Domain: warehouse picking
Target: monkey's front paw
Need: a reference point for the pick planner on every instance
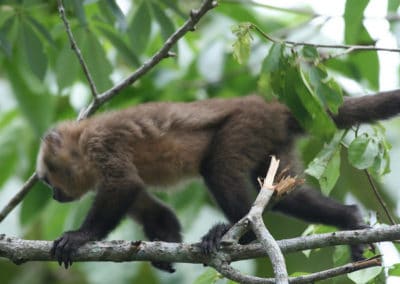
(164, 266)
(64, 247)
(211, 241)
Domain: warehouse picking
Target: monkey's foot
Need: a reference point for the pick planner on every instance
(211, 241)
(64, 247)
(164, 266)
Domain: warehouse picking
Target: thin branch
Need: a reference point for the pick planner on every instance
(189, 25)
(379, 197)
(20, 251)
(77, 50)
(299, 11)
(257, 224)
(231, 273)
(98, 100)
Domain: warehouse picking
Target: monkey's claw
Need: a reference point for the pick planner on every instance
(64, 247)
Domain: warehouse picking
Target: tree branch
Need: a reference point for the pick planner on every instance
(164, 52)
(231, 273)
(77, 50)
(20, 251)
(98, 100)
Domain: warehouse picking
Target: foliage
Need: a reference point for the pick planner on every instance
(41, 83)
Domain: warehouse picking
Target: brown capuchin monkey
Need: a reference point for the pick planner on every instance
(225, 141)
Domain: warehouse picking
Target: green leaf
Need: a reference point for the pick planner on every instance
(96, 59)
(122, 47)
(4, 44)
(363, 151)
(272, 60)
(10, 133)
(172, 4)
(341, 255)
(242, 44)
(33, 50)
(210, 276)
(328, 91)
(140, 27)
(79, 11)
(166, 25)
(326, 165)
(111, 9)
(364, 275)
(67, 67)
(353, 17)
(34, 202)
(394, 270)
(393, 5)
(34, 100)
(41, 29)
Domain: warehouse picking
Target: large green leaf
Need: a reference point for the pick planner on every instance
(33, 50)
(34, 202)
(96, 59)
(11, 131)
(366, 63)
(67, 67)
(353, 18)
(36, 103)
(363, 151)
(326, 165)
(166, 25)
(140, 27)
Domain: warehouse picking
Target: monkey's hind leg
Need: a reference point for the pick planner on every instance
(226, 172)
(159, 223)
(310, 205)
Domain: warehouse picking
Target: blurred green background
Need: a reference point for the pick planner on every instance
(41, 83)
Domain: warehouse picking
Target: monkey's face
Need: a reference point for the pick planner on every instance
(59, 166)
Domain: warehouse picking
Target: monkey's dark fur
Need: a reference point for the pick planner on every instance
(226, 141)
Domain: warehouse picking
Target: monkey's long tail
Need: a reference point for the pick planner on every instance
(368, 109)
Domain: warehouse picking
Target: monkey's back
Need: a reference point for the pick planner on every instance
(167, 141)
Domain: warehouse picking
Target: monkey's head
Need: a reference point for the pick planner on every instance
(61, 166)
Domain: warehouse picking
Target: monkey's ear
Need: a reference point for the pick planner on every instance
(53, 139)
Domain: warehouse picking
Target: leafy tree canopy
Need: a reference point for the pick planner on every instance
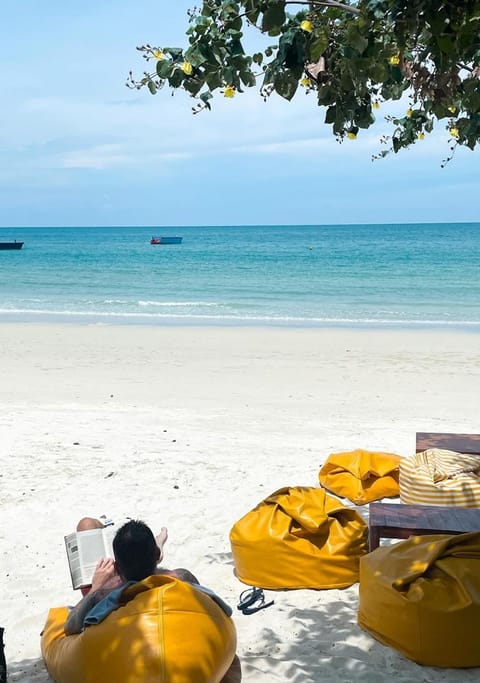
(349, 56)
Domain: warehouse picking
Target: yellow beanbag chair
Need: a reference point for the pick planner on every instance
(168, 632)
(361, 476)
(422, 597)
(440, 477)
(299, 537)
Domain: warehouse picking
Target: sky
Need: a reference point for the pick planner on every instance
(77, 147)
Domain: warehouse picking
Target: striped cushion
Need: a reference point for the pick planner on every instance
(440, 477)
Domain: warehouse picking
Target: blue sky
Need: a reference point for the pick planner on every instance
(79, 148)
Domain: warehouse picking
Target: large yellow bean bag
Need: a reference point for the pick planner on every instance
(299, 537)
(168, 632)
(440, 477)
(422, 597)
(361, 476)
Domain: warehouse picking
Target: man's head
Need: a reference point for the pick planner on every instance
(136, 551)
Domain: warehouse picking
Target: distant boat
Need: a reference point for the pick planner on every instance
(11, 245)
(171, 239)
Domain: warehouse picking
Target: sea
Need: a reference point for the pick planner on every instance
(373, 276)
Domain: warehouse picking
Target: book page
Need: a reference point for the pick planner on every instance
(84, 549)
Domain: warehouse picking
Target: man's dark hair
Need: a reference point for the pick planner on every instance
(136, 551)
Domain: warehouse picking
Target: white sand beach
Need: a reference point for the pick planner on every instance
(189, 428)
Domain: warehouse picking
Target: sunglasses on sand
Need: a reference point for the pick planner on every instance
(252, 600)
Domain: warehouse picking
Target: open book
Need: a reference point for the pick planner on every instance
(84, 549)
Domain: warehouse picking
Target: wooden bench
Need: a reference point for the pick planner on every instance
(391, 520)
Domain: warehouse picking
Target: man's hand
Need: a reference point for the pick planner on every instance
(104, 571)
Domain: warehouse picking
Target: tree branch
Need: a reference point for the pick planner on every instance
(326, 3)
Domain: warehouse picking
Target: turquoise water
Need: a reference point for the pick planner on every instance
(355, 275)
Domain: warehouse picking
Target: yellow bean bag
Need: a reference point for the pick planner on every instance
(361, 476)
(440, 477)
(422, 597)
(299, 537)
(168, 632)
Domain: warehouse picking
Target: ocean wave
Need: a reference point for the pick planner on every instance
(232, 319)
(178, 304)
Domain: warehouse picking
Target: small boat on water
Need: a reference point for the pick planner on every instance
(11, 245)
(171, 239)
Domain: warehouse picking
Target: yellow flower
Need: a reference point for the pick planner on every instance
(306, 26)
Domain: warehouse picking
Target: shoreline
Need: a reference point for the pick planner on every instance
(191, 427)
(154, 321)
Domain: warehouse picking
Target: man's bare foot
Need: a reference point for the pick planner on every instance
(161, 539)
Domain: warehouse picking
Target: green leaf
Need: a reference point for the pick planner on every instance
(164, 68)
(318, 46)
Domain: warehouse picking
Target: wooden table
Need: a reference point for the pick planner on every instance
(392, 520)
(460, 443)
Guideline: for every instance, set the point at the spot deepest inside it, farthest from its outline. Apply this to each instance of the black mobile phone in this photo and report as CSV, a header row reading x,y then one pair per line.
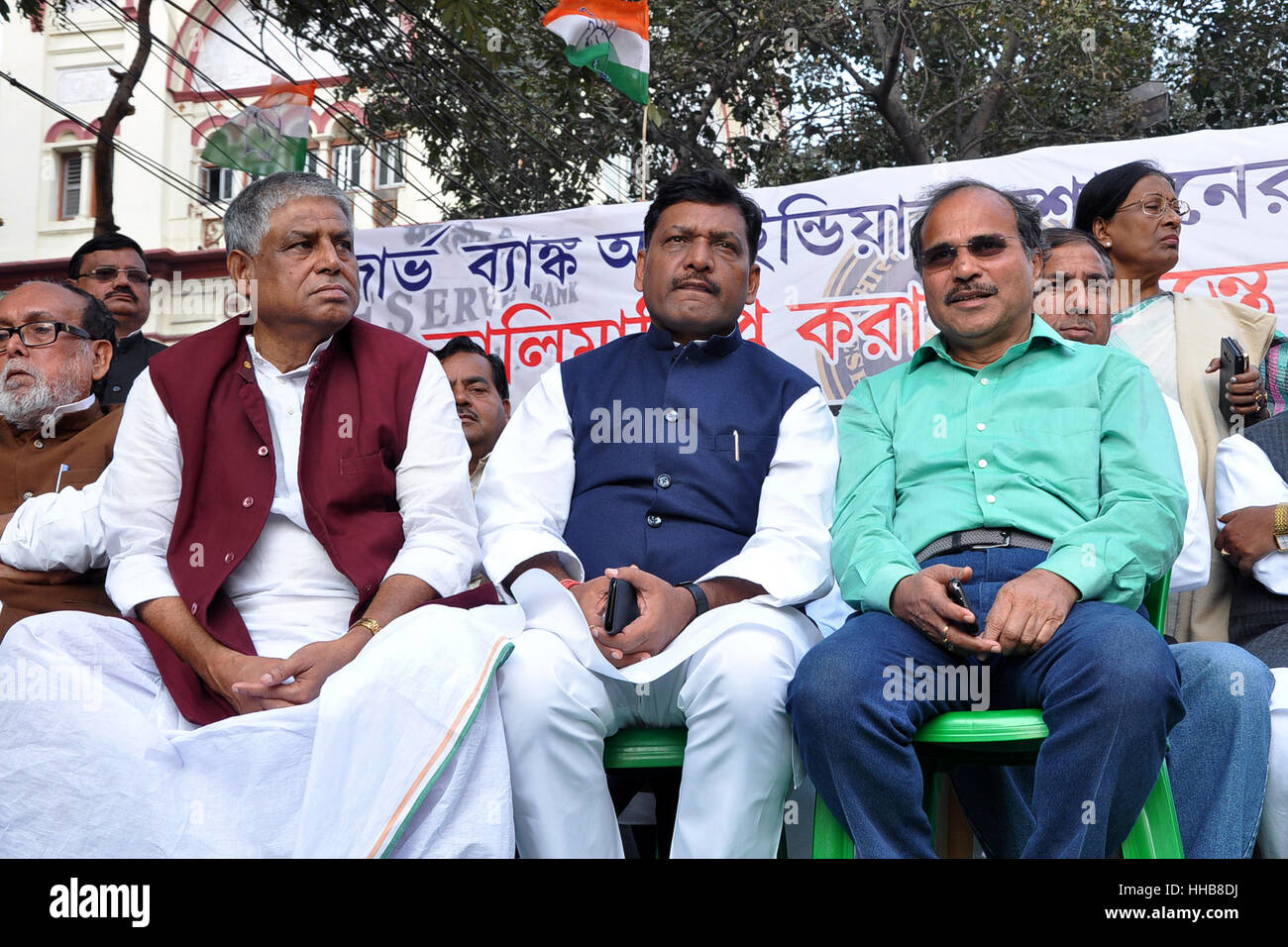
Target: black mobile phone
x,y
622,605
957,594
1234,361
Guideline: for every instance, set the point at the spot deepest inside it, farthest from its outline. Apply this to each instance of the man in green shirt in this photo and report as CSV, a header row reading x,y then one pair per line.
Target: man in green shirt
x,y
1043,476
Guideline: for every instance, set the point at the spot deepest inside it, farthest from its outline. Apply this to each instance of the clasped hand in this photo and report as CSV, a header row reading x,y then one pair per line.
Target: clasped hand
x,y
665,611
250,682
1025,613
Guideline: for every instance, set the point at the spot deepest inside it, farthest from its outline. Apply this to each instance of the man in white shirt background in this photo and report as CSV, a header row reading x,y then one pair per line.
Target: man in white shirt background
x,y
1252,506
1218,753
115,269
699,468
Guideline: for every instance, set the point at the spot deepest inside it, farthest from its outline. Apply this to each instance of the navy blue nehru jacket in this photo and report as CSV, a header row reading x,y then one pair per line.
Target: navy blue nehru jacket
x,y
671,446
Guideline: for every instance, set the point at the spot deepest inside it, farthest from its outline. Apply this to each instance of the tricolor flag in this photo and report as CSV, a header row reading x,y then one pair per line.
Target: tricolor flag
x,y
270,136
609,37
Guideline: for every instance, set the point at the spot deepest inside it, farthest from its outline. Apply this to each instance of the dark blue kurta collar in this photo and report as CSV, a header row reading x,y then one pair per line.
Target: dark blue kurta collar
x,y
713,347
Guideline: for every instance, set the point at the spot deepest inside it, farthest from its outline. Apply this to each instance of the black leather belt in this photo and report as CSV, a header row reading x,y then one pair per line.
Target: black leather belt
x,y
983,539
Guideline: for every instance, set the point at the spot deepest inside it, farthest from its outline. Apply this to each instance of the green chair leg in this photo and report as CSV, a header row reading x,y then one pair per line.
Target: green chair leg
x,y
1157,834
831,840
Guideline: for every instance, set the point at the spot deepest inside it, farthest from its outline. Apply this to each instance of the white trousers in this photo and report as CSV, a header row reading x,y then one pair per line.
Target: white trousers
x,y
1273,836
729,693
400,754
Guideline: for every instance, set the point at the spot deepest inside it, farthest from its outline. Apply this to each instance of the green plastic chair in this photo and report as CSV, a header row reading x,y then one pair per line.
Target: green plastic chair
x,y
644,749
1006,737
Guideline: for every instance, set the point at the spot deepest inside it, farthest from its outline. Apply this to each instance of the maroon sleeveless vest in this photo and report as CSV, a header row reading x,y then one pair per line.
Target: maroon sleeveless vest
x,y
357,408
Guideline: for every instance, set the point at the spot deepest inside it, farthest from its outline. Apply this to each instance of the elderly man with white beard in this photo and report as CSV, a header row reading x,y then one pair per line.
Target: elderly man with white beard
x,y
55,346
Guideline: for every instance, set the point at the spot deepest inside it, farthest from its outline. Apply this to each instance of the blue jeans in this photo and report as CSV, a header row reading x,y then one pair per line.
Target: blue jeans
x,y
1218,761
1107,684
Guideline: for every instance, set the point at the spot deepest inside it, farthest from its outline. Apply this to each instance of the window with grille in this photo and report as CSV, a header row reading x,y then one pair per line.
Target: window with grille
x,y
68,184
347,166
218,183
389,163
385,211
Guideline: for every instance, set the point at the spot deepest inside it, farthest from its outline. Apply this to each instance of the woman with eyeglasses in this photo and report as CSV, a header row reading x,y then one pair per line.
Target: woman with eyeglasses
x,y
1133,213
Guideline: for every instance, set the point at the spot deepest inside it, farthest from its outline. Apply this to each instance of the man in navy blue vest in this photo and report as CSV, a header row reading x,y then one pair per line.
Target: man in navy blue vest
###
REQUIRED WORK: Quote verbatim the part of the records that opens with the line containing "of the blue" and closes with the final line of the records.

SOLUTION TO THE EXERCISE:
Guideline: for every instance, set the point at the spot deepest inside it, farthest from its outline. Apply this to each instance of the blue jeans in this photo and report as CSV, a header row reading x,y then one pair per line.
Target: blue jeans
x,y
1218,761
1107,684
Guideline: for every instance, set the point at the spot deepest inside it, farthest from its outline. Apply this to each instance of the window with grille in this photo and report as CSV, a header row reading x,y then one pair per line.
Target: window with grille
x,y
68,184
347,166
218,183
389,163
385,211
Guideline: for every instance, set the point at the spot deepest inside it, farthest from its outline. Apply this to each instance of the woman with eyeglasses in this photo and report as CSV, a header row reading x,y then one pair per line.
Target: woman with eyeglasses
x,y
1133,213
Guideline: for every instance, set the point at the spot deepest inside it, farthest from its outline. Apply this to each instance of the man in navy blue vest in this photo and report as CSV, a header row reading x,y then one pair per line.
Target: man in navy blue vest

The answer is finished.